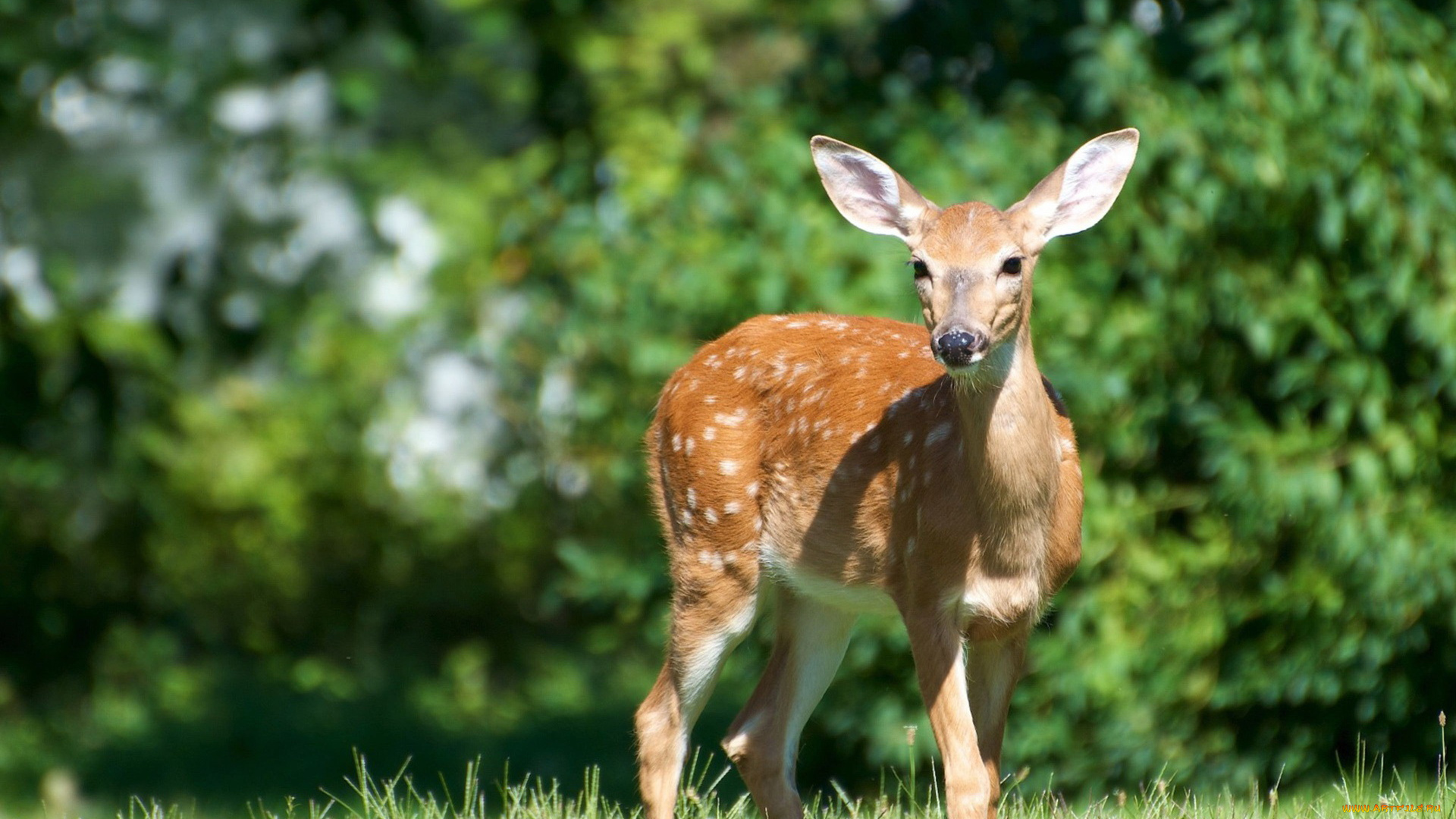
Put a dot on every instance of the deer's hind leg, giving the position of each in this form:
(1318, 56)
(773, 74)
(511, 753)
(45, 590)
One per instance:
(715, 588)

### WRITTEN TASK
Rewrite the material above without the picture, substituting "front leg" for "hind leg" and leaving everything else unchanged.

### RESULT BELOW
Put a dot on every instance of the deer's front leg, giving the position of each in this form:
(1318, 56)
(773, 74)
(511, 753)
(45, 590)
One per instance:
(715, 588)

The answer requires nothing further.